*Task*
Reproduce each record below in full, word for word, without images.

*Data extract*
*** Begin section ***

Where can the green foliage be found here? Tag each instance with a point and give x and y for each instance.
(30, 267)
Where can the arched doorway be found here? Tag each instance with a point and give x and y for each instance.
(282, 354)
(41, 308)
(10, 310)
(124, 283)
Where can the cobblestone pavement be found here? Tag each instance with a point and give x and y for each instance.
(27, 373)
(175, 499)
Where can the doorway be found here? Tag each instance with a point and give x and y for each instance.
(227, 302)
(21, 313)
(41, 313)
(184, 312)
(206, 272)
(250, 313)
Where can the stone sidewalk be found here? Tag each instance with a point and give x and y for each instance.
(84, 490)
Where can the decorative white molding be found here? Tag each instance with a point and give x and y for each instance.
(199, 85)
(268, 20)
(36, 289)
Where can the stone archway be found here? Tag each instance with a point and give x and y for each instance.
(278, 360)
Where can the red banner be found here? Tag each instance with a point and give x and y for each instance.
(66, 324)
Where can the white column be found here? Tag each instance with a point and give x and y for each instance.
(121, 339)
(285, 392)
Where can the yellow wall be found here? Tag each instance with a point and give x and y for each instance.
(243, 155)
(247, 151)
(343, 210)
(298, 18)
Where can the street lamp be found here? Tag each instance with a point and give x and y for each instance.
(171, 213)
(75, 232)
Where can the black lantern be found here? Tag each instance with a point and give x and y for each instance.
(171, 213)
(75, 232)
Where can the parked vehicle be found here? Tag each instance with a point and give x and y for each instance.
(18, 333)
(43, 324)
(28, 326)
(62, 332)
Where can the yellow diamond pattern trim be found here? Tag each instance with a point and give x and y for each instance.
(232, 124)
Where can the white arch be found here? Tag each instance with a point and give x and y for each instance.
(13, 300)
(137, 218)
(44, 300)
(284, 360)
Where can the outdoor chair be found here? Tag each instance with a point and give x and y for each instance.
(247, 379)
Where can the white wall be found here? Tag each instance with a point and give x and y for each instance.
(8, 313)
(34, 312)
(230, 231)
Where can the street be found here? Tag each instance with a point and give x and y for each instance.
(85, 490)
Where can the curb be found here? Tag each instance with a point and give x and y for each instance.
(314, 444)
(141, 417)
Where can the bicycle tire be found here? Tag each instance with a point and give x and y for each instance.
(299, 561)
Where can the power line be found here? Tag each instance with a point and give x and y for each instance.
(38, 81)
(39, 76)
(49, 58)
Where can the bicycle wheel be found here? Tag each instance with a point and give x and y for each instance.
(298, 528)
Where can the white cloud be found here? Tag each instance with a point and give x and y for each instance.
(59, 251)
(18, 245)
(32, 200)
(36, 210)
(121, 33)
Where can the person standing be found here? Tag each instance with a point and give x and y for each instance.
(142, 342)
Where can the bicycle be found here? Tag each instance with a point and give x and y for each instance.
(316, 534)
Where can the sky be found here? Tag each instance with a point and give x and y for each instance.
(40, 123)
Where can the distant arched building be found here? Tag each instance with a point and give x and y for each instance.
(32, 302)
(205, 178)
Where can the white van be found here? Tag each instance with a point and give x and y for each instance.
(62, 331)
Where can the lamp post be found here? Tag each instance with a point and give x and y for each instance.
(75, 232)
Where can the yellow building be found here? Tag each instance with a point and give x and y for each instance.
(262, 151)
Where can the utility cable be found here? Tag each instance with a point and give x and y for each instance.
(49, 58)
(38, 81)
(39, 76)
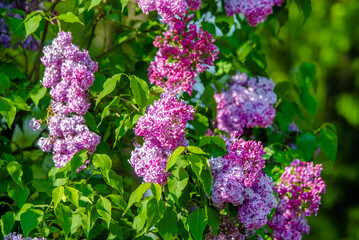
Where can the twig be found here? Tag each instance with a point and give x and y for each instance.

*** End section ***

*Your response*
Where can the green foliage be found here? Tag each instance with a point and give x and y for each instance.
(30, 267)
Where can the arched doorway be found here? Tag each instance with a point and give x and y for each instance.
(282, 354)
(41, 308)
(10, 310)
(124, 283)
Where can the cobblestone pavement be found here? Tag each instance with a point and give x and y for each instance.
(27, 373)
(175, 499)
Where can the doorway be found here? Tag each instance with a point and give x and y for each instance.
(227, 302)
(21, 313)
(41, 313)
(184, 312)
(206, 272)
(250, 313)
Where can the stone sidewalk be found here? Tag each instance with a point and give x and y for each instance.
(84, 490)
Where can the decorative white molding be found here? Tag each instance with a point and give x and y for each instance.
(199, 85)
(268, 20)
(36, 289)
Where can the stone archway be found here? Tag each instance with a point and give x and y for each instance.
(278, 360)
Where can the red banner be found here? Tag each instance with a point and give x and y for each instance.
(66, 324)
Where can the white column be found here? Tag each instance with a point and give x and y for each instance.
(121, 339)
(285, 392)
Where can the yellow wall be found here? Tag each instance with a point and give x and y for each instance.
(243, 155)
(247, 151)
(343, 210)
(298, 18)
Where can the street lamp be found here? Tag each instance with a point and give x and y for each instance.
(171, 213)
(75, 232)
Where can the black lantern be found here? Tag each instance with a point and give x and y for each instance.
(171, 213)
(75, 232)
Where can the parked vehicle be found here? Tag each instance with a point and give x and y for each instance.
(18, 333)
(43, 324)
(28, 326)
(62, 332)
Where can the yellow diamond pattern trim be found here? Tag each instance with a point and give x and y for each instance.
(232, 124)
Where can the white arch be found here? Tag each instance with a point and give x and y for each instance.
(13, 300)
(137, 218)
(44, 300)
(284, 360)
Where can the outdoor chair be found here? Tag each instance with a point and give x and y for each instance.
(247, 379)
Where can the white wall be found here? Tag each instance with a point and give x and y for each instance.
(8, 313)
(34, 312)
(230, 231)
Where can the street be found here? Tag each instance with a point and give x and y for each instance.
(85, 490)
Where can the curb be found here? Tag each instance with a point and give x and y for each instance.
(314, 444)
(141, 417)
Where can the bicycle tire be found here? Tag each instance with a point and give x and y for each instance.
(299, 561)
Where can the power line be found here? Tag each instance with a point and give x and y for each instance.
(38, 81)
(39, 76)
(49, 58)
Where can the bicycle wheel be found here? Tag each instance with a point and give x and y for each instance.
(298, 528)
Where can the white cloud be found here? Tag each instance with a point and give x and y for each instance.
(59, 251)
(18, 245)
(32, 200)
(36, 210)
(121, 33)
Where can the person standing be found here? Tag each instance with a point and give x and y for each instance.
(142, 342)
Where can the bicycle be found here? Tag each instance with a point and give x and y for each instance.
(316, 534)
Where can the sky be found here? Tag each instance with a point and give x and y for each instance.
(40, 123)
Where can the distant arched building be found here? Tag each instance with a point and give x and y for each instance.
(32, 302)
(205, 178)
Where can the white van be found here? Tag each instance with a point and give x and y for each instance.
(62, 331)
Where can the lamp post be found here? Tag each instance with a point and give x and y for each instance.
(75, 232)
Where can the yellow building be found here? Tag each instance with a point and give x and y for each instance.
(262, 151)
Where can the utility cable be found here? Tag each instance with a point and give x and y for each instance.
(49, 58)
(38, 81)
(39, 76)
Where can the twig be found here? Tag each instance with a point and give x and y for each instance.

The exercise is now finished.